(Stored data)
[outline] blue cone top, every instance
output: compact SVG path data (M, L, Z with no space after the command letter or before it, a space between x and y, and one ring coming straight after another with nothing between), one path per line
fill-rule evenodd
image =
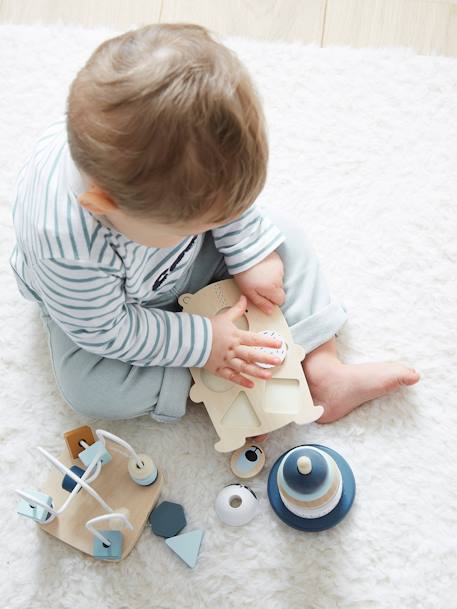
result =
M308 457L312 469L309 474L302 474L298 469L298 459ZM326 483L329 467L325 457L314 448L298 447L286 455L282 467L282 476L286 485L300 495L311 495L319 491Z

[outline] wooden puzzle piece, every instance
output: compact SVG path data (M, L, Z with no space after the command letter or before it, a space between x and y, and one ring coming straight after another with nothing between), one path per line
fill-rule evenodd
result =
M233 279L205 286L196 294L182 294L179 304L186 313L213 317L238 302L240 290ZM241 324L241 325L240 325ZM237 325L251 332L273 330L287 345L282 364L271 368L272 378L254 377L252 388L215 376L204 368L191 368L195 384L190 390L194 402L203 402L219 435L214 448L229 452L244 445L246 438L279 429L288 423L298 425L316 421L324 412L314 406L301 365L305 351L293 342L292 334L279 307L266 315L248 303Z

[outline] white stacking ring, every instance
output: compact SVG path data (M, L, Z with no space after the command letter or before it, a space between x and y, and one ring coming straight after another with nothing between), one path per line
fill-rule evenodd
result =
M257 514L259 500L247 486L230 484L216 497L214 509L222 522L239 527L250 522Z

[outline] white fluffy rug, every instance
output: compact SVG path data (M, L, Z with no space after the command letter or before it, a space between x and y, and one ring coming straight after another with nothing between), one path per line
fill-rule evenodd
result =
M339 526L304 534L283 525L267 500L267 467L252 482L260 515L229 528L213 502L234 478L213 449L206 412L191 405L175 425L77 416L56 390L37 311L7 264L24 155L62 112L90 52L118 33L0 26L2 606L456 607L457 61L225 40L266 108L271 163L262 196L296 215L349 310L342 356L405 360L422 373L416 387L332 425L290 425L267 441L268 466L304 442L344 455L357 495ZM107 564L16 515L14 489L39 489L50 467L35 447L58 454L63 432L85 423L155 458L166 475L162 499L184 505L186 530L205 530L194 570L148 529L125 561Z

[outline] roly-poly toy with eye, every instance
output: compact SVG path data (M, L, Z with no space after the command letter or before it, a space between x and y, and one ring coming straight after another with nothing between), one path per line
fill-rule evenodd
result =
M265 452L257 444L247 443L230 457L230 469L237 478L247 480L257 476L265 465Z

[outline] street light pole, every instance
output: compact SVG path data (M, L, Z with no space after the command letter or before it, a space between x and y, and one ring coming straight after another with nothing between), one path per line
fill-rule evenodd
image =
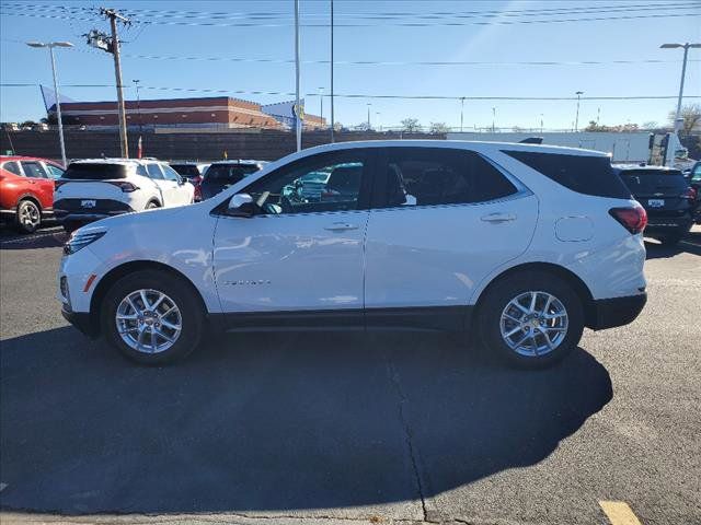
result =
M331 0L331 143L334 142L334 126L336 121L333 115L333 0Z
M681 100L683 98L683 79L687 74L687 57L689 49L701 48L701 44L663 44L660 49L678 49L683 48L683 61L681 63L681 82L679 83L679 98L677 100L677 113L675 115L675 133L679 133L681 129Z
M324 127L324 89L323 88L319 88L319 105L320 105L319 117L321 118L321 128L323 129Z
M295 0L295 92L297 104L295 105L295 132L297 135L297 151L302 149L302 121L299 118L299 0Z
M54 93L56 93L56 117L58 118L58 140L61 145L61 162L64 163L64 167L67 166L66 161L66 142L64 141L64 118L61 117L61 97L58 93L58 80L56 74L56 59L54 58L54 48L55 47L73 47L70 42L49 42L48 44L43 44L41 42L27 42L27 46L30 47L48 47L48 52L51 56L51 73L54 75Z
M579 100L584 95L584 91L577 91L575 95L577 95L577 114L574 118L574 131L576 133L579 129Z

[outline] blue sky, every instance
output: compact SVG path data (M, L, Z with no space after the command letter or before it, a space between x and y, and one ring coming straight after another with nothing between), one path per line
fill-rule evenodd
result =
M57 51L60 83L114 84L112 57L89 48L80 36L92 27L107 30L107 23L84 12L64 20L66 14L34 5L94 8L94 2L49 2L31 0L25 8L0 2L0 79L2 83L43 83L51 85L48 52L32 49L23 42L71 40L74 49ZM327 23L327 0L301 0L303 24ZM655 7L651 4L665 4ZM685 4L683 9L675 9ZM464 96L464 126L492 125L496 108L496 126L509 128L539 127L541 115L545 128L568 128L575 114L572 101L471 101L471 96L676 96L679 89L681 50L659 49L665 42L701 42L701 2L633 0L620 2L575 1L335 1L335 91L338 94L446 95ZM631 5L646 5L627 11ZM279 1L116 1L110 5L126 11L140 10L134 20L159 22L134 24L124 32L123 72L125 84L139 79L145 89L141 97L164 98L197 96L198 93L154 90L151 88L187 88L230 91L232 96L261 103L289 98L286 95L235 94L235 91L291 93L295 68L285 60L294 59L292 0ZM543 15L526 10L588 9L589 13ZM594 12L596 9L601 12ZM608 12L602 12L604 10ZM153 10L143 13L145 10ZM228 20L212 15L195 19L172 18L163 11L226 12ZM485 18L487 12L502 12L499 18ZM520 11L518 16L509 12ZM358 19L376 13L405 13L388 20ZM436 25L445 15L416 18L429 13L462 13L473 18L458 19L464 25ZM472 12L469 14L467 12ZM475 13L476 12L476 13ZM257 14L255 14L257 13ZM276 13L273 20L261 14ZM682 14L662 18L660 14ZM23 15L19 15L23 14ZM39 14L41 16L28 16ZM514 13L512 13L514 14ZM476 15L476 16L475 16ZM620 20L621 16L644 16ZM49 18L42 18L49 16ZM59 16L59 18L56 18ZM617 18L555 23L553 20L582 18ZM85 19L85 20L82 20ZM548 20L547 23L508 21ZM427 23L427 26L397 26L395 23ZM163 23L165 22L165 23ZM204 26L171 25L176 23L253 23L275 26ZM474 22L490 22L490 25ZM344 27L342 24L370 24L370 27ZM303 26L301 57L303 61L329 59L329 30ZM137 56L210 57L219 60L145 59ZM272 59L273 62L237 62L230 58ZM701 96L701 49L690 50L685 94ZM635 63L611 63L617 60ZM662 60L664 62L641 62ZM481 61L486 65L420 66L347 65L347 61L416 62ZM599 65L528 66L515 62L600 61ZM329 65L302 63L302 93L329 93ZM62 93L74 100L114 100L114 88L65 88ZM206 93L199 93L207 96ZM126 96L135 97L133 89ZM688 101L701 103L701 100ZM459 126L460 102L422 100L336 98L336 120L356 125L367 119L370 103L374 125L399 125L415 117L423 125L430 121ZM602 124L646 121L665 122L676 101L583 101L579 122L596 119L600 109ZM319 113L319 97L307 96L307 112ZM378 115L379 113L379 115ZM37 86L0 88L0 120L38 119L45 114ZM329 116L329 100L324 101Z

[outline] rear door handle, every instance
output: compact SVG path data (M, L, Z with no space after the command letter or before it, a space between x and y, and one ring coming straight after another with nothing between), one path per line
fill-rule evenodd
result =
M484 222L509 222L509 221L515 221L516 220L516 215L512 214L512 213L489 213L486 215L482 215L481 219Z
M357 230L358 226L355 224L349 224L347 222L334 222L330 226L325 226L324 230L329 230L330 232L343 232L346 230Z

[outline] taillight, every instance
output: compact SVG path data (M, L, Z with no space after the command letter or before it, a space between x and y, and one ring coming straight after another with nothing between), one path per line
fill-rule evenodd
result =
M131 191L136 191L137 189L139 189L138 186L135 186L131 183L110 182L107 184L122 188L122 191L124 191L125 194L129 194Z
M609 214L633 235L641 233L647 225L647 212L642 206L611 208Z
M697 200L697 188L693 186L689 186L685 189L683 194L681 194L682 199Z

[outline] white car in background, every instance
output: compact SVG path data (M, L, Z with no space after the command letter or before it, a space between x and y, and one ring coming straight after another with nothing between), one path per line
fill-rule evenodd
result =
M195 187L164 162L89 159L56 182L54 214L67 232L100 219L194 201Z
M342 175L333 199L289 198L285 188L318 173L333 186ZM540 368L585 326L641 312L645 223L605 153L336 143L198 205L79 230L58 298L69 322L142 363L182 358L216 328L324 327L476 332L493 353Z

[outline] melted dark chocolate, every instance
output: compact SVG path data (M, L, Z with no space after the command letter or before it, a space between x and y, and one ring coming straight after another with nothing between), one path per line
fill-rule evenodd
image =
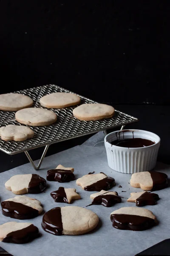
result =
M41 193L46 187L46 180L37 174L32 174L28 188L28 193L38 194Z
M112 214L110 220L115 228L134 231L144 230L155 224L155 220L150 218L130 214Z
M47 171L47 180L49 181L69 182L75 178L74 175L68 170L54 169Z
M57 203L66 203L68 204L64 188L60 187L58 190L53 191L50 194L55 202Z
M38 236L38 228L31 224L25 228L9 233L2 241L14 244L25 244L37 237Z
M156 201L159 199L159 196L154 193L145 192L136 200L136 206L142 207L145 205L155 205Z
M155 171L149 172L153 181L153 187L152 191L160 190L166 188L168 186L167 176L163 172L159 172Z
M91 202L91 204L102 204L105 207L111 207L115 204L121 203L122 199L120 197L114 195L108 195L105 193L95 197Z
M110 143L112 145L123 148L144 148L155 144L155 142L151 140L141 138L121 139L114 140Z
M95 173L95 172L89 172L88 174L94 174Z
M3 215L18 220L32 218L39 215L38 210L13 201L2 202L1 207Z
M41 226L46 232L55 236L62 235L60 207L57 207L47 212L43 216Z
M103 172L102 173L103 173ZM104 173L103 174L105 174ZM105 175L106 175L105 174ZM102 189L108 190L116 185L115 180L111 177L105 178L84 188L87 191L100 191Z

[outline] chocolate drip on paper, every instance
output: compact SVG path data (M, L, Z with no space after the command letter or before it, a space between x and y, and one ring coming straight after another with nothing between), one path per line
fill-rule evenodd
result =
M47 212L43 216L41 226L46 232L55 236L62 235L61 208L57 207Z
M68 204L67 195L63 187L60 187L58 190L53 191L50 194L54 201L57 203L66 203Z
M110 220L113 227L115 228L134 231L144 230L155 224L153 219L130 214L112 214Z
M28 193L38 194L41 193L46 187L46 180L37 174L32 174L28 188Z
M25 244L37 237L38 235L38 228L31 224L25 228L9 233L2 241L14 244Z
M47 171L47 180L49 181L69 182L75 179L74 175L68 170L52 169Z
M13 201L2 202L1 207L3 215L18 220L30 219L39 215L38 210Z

**The exercise:**
Lay out the section of the records that begins with the line containing "[outline] rear door handle, every instance" and ends with the line containing "M484 222L509 222L509", both included, as a JSON list of strings with one string per line and no blank lines.

**Response for this exercise:**
[
  "[outline] rear door handle, every instance",
  "output: compact SVG path data (M, L, Z with no space after the command letter or before it, a space between x and y, and one ring coming straight after another with nothing between), one path per line",
  "fill-rule evenodd",
  "result =",
  "M484 222L509 222L509 221L515 221L516 220L516 215L512 214L512 213L489 213L486 215L482 215L481 219Z"
]